- **WHAT IS EXPECTED**
Return all lines from the entries below in which the word "window" is present.

- **Extracted records**
Content starts
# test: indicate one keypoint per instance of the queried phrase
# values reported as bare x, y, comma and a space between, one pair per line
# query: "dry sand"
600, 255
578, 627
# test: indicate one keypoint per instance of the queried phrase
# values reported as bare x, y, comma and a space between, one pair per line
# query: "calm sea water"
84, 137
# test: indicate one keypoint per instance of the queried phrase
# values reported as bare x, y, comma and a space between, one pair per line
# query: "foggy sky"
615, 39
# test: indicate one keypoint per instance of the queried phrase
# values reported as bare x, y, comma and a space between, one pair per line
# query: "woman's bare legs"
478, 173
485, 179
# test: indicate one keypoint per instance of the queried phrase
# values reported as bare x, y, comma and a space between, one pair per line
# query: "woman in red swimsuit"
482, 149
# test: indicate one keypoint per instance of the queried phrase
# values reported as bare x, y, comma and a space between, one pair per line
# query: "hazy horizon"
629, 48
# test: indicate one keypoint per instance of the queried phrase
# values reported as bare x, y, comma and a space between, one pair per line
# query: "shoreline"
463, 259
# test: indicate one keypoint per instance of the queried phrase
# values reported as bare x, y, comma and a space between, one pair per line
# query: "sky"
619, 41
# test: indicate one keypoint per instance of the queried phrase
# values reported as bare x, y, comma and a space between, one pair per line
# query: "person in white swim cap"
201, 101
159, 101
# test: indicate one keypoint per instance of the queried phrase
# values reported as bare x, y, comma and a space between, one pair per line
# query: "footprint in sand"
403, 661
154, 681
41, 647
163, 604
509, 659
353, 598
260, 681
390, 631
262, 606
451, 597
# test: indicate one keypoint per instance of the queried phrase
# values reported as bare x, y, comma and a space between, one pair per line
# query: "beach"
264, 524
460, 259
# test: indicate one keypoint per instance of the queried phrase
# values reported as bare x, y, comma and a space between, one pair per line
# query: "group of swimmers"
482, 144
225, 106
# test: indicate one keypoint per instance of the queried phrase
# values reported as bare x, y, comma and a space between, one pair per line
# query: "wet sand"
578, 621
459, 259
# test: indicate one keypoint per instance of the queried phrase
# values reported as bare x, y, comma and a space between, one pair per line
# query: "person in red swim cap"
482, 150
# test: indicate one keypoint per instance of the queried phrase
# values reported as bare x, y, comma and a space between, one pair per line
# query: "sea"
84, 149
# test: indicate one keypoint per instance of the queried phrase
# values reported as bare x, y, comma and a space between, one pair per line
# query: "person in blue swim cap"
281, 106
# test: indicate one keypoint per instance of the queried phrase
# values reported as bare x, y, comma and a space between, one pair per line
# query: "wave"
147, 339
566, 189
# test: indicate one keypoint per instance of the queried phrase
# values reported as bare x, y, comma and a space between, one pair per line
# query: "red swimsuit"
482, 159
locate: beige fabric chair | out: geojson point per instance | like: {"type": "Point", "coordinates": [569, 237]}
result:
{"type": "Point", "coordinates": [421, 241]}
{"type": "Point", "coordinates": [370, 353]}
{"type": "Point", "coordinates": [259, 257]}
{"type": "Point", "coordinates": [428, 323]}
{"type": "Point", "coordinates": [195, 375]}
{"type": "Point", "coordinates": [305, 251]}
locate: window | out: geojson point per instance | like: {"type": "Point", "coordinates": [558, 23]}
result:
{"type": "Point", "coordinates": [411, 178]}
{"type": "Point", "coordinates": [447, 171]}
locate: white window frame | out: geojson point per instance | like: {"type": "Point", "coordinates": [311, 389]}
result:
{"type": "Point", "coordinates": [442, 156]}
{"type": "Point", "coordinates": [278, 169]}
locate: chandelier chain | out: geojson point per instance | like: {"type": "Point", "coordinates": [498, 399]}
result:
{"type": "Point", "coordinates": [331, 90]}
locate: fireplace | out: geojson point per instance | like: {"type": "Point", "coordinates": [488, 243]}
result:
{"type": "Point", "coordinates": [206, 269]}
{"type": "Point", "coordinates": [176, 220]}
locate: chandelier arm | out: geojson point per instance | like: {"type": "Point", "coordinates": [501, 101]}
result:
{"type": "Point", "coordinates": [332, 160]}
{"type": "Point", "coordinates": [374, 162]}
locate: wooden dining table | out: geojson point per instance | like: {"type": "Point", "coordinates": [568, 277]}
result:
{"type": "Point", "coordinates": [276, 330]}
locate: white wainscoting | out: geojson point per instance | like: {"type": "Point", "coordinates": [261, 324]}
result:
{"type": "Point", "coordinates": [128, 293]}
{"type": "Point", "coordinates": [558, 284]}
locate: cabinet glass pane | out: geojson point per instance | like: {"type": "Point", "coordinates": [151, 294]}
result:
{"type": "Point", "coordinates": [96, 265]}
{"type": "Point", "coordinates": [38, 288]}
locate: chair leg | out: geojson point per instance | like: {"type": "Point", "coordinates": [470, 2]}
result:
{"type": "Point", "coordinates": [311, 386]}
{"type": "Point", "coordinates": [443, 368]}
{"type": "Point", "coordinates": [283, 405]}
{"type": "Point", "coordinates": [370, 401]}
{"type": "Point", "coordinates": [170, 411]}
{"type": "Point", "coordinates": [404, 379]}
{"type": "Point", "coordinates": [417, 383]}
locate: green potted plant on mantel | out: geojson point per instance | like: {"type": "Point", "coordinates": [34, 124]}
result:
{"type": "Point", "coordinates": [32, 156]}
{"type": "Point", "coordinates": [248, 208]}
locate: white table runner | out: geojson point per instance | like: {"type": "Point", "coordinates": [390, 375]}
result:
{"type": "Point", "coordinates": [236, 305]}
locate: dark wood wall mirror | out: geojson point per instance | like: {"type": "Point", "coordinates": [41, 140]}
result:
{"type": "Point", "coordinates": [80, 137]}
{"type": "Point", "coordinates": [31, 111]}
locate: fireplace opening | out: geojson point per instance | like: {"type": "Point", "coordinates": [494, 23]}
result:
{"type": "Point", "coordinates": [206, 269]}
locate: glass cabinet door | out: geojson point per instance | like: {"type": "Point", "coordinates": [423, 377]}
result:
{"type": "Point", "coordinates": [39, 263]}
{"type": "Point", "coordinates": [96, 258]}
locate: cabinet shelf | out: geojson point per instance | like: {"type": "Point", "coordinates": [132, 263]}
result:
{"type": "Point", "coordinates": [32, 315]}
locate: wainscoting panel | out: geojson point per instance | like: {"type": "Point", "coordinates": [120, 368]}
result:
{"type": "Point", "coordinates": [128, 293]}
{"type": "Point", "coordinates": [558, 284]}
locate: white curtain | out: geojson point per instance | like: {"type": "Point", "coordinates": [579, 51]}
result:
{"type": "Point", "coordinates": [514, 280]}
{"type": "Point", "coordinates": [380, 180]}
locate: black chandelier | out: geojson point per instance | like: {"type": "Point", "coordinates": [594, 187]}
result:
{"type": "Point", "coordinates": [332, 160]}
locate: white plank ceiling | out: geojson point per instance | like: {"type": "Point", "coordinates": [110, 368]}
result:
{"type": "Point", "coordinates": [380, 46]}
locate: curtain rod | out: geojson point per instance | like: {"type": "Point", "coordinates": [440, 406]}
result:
Content ends
- **EXERCISE ANSWER**
locate: window | out: geojson point per instance | like: {"type": "Point", "coordinates": [558, 23]}
locate: white window frame | out: geojson point per instance | like: {"type": "Point", "coordinates": [311, 389]}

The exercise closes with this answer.